* [Task]
Starting at the first line and ending at the last, repeat the material word for word.

-=-=-

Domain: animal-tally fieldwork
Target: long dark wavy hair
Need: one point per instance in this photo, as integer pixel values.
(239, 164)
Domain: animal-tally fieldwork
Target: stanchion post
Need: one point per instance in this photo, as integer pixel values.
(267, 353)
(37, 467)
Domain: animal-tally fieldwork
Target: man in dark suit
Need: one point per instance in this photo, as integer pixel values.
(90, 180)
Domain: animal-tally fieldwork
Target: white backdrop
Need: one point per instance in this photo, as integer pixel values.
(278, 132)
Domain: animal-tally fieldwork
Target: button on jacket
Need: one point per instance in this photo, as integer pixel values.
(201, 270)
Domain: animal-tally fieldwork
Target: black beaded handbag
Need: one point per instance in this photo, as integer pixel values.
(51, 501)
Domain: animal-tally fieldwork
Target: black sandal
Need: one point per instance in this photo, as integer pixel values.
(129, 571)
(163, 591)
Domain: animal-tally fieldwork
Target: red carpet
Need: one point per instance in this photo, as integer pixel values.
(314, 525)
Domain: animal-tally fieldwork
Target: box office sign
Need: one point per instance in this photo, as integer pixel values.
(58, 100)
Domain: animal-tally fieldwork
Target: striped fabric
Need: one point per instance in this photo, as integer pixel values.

-=-=-

* [Response to this exercise]
Domain: animal-tally fieldwork
Target: long dark wavy hair
Need: one point per instance in this photo, as integer pixel values.
(239, 164)
Domain: animal-tally fieldwork
Target: stanchion post
Need: one point per instance in this photo, as integer pixel values.
(267, 353)
(37, 467)
Domain: animal-tally fieldwork
Target: man in dark suit
Need: one point per instance in this photo, as integer pixel values.
(90, 180)
Domain: animal-tally fieldwork
Target: white backdrop
Need: one point per instance in this photo, as integer pixel values.
(278, 132)
Domain: animal-tally fieldwork
Target: button on jacket
Need: one point per instance in this photo, as integer pixel values.
(201, 270)
Domain: animal-tally fieldwork
Target: black beaded handbag
Need: one point per instance in this photo, as integer pixel values.
(51, 501)
Domain: animal-tally fieldwork
Target: black sandal
Need: one point per instance in this photo, as integer pixel values.
(129, 571)
(163, 591)
Domain: animal-tally fieldwork
Target: red carpet
Need: one point per instance in this photo, as integer pixel values.
(314, 525)
Domain: animal-tally fieldwork
Target: box office sign
Need: one point per instance in this photo, as integer pixel values.
(58, 100)
Domain: animal-tally fieldwork
Target: striped fabric
Need: one point per instance in this photo, as integer pixel values.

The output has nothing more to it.